(Task prompt):
Each entry is to be repeated word for word, and the images are to be dropped.
--- Data records Enclosed Below ---
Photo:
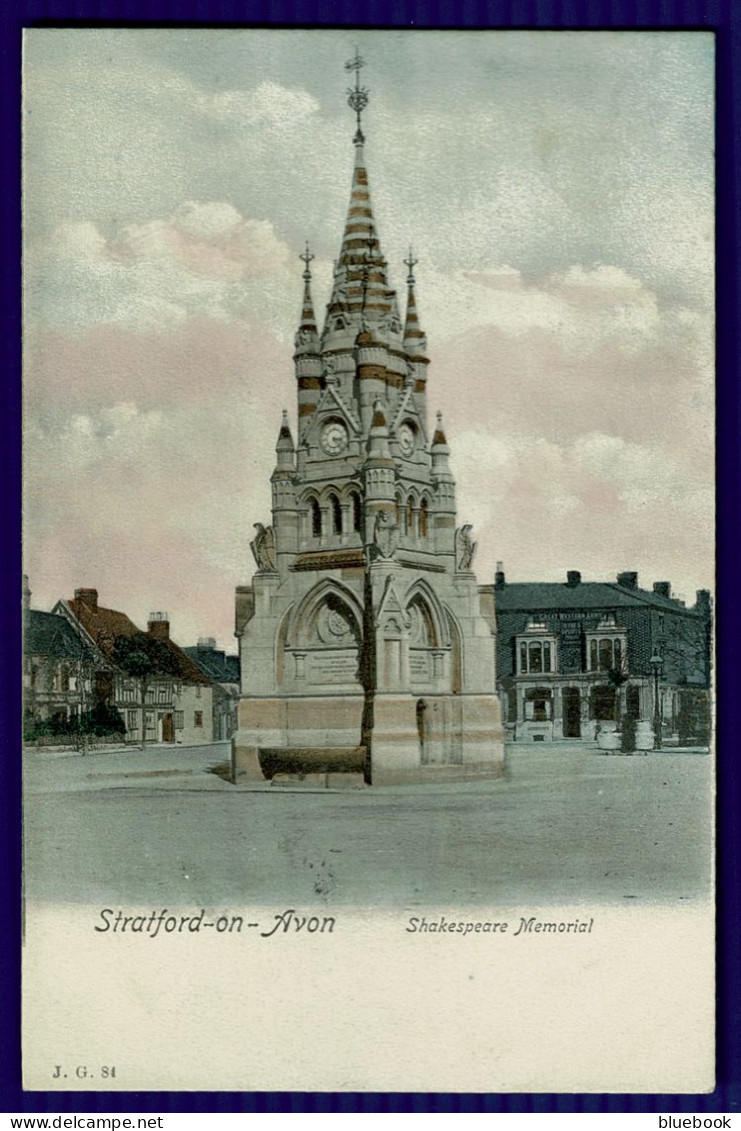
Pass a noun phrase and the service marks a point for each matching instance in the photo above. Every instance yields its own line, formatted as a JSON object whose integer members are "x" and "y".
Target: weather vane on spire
{"x": 356, "y": 94}
{"x": 411, "y": 262}
{"x": 307, "y": 257}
--- End of Enclosed Data records ---
(Solution below):
Photo:
Pass a noun phrase and the service marks a point for each matching instance in the photo above. Every instance yields its own line, formatted as a JSON object whose integer members are "x" and "y".
Target: weather vane on spire
{"x": 356, "y": 94}
{"x": 411, "y": 262}
{"x": 307, "y": 257}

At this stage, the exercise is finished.